PROBLEM DESCRIPTION → If an entry includes an image, drop the image and copy the rest verbatim.

MATERIAL PROVIDED →

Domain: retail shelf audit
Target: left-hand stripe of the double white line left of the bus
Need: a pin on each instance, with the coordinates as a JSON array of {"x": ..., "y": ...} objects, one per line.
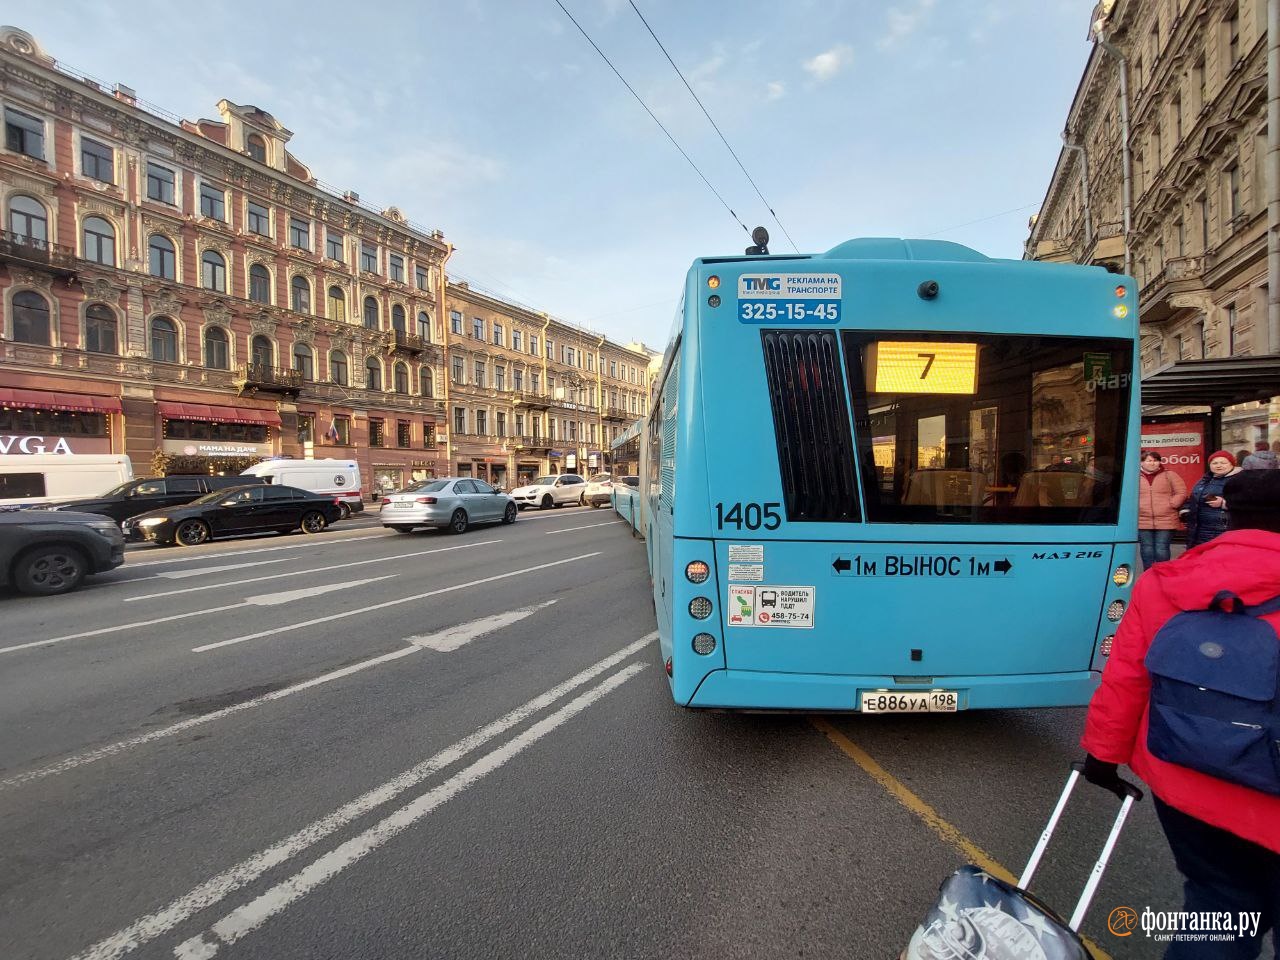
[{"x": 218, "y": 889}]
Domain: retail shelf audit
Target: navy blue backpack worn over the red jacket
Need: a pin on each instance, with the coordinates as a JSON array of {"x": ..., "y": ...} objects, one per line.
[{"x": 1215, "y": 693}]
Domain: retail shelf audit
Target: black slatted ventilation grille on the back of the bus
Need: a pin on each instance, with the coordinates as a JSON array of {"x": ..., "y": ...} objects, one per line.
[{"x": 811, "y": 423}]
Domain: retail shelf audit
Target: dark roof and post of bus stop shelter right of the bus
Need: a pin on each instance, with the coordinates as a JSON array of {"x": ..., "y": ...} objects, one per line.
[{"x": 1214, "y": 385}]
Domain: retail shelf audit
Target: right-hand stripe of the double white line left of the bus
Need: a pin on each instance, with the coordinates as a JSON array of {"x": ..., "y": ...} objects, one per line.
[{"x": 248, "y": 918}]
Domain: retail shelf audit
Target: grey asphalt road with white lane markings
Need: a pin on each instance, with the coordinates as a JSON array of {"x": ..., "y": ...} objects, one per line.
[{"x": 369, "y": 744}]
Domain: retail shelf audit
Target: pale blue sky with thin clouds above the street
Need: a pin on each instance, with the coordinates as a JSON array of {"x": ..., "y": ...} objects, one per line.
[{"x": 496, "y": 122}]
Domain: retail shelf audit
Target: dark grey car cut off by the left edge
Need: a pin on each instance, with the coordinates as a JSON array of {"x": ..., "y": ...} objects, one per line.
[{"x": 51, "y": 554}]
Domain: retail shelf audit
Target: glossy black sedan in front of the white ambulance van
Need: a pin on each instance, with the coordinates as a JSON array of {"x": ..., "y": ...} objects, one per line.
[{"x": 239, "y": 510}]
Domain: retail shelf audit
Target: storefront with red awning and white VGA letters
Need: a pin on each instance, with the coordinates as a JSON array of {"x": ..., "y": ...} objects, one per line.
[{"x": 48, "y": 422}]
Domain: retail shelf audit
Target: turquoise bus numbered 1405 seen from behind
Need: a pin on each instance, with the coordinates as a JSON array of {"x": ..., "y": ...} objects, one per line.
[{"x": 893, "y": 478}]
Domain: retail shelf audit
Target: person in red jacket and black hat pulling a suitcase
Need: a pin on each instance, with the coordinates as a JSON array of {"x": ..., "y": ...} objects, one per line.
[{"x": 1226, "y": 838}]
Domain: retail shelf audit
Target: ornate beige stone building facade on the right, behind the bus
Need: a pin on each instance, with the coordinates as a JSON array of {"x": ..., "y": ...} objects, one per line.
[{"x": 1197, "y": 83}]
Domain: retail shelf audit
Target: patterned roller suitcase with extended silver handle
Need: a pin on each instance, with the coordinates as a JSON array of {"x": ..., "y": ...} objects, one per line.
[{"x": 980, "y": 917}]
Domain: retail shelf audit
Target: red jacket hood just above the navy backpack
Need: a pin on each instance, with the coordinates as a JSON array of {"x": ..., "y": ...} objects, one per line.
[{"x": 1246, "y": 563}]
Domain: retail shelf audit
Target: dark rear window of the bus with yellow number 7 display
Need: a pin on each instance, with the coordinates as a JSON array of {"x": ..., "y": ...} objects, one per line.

EXERCISE OUTPUT →
Domain: retail shelf audit
Target: left-hand stripe of the double white line left of the bus
Need: a pin on each instance, with the coordinates as a JSON array of {"x": ..., "y": ...} objects, one per line.
[{"x": 218, "y": 889}]
Domain: retail shelf audit
Target: navy blue backpack worn over the red jacket
Need: a pin on each instance, with the coordinates as a JSON array of {"x": ..., "y": ...} objects, one per line.
[{"x": 1215, "y": 693}]
Domain: retail shelf audit
Target: black slatted ventilation grille on the back of the bus
Need: a pin on each instance, with the coordinates as a JSON array of {"x": ..., "y": ...} objects, one per line.
[{"x": 811, "y": 423}]
Domain: retail shelf audit
Target: dark roof and post of bus stop shelter right of the bus
Need: a pin on each instance, with the coordinates as a JSON array of {"x": ..., "y": ...} objects, one per line.
[{"x": 1214, "y": 385}]
Domain: retail shelf audit
Target: right-hand stripe of the double white line left of the bus
Need: a pin on each instance, with the coordinates as a JSON array of {"x": ..., "y": ...} objects, one per line.
[{"x": 248, "y": 918}]
Domain: retail shelf audit
Target: grey asphalt road with white lane markings
Need: a pin on each instance, with the coordinates as a JSON array of {"x": ..., "y": ...} objects, one per line.
[{"x": 369, "y": 744}]
Domain: retail shelf audit
Target: pale blue sky with thin clouds above the street
Need: a pin on each instance, with the coordinates as a JSON array of {"x": ..., "y": ...} objects, one per line.
[{"x": 496, "y": 122}]
Domain: retail shelf audit
Target: dark grey car cut off by the left edge
Need: a pin on each instance, with the coordinates as a JSON array of {"x": ..., "y": ...} objects, one per line.
[{"x": 51, "y": 554}]
Domain: retail shelf audit
Target: glossy black sedan in front of the white ambulance van
Need: a pin on each instance, with the coordinates as a JSON array of {"x": ..., "y": ...} objects, one per line.
[{"x": 239, "y": 510}]
Domain: retail shelf audit
Target: storefront with red awning and white VGA letters
Need: a pin on each instance, with the coordinates as a JSON array of {"x": ..., "y": ...} objects, one per line.
[{"x": 48, "y": 422}]
Domain: retail shelf audit
Target: turquoise bus numbered 1405 seen from behind
Need: a pin on each instance, with the coordinates as a JSON array of {"x": ..., "y": ...} objects, one per line.
[{"x": 893, "y": 478}]
Domain: retail shelf audit
Target: person in red jacket and black hat pulling a suitcase
Need: a pin on each instance, with the coordinates as a JSON array of {"x": ..., "y": ...} objects, one per line.
[{"x": 1226, "y": 838}]
Domain: retail shelf audit
Target: ornate beige stone building facade on the right, behind the bus
Need: a pin on each instance, with the coordinates as a JSON array of {"x": ..., "y": ...} objects, one per line.
[{"x": 1197, "y": 83}]
Domain: retail shelf audit
Target: patterned roller suitcase with extended silver handle
Need: a pin on each instance, with the coordinates as a JSON array of {"x": ..., "y": ...} objects, one per line.
[{"x": 980, "y": 917}]
Domain: retail shelf audit
Target: red jacket hood just above the navy backpack
Need: a pin on each instance, with the coordinates as a JSON array of {"x": ..., "y": ...} objects, one per line.
[{"x": 1246, "y": 563}]
Domain: retail shelf audit
Target: dark rear window of the bus with yellow number 7 display
Need: a pin on each instance, with the coordinates as a JSON array of {"x": ..., "y": ...} objects, one per line.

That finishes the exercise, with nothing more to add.